[Dataset records about object locations]
-- BEGIN --

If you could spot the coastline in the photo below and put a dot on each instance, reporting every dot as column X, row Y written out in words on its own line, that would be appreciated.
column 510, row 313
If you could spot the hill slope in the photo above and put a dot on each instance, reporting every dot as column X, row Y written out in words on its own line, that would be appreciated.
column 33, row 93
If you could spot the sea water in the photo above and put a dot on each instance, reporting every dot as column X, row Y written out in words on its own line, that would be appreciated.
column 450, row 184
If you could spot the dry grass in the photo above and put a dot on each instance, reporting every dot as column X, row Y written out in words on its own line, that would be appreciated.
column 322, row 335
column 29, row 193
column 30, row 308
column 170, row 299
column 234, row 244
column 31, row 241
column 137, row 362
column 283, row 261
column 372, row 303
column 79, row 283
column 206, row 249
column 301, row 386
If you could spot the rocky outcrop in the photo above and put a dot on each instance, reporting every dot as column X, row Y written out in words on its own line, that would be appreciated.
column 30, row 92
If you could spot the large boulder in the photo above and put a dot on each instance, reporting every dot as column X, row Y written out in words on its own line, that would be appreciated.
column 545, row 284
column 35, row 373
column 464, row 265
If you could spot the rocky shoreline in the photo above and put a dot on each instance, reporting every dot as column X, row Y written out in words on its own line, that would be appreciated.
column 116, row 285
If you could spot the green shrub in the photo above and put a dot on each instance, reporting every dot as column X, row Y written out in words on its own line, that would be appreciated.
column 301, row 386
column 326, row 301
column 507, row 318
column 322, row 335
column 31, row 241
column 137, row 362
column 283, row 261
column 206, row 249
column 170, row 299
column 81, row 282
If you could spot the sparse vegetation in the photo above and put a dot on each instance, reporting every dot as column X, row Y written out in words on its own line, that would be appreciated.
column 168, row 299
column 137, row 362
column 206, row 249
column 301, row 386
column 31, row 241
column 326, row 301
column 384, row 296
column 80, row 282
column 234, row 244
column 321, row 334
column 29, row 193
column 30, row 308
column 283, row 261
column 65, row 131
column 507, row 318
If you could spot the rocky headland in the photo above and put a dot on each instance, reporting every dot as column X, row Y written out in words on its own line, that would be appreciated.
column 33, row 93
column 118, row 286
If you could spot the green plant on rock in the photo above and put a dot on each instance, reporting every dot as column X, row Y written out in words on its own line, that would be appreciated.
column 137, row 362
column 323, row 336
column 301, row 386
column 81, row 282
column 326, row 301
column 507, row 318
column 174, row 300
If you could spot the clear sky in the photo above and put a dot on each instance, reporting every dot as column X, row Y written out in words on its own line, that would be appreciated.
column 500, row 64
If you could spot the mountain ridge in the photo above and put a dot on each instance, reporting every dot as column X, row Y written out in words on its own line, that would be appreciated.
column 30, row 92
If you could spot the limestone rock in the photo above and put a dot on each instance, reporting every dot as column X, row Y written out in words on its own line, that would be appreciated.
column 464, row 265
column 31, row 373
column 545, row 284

-- END --

Begin with the line containing "If you could spot the green plant" and repeat each line exactly until the records above end.

Result of this task ▸
If you could spot the green plant on rock in the photo above and put a dot on each instance, reporting every dot as column X, row Y written out in words on its own line, that would be appreciated.
column 137, row 362
column 323, row 336
column 301, row 386
column 81, row 282
column 326, row 301
column 507, row 318
column 174, row 300
If you could spot the clear sky in the photo above and put a dot on each instance, reporting every dot as column X, row Y written out in words on its own line, that would be appreciated.
column 500, row 64
If you could spot the mountain ridge in the photo above and put a dot on each instance, reporting every dot as column X, row Y written out in words on its own line, that would be appreciated.
column 30, row 92
If you could spot the limestone rock in the photo above and put a dot on each instance, reporting every dot as column X, row Y written out in words on its own line, that would be appreciated.
column 464, row 265
column 31, row 373
column 545, row 284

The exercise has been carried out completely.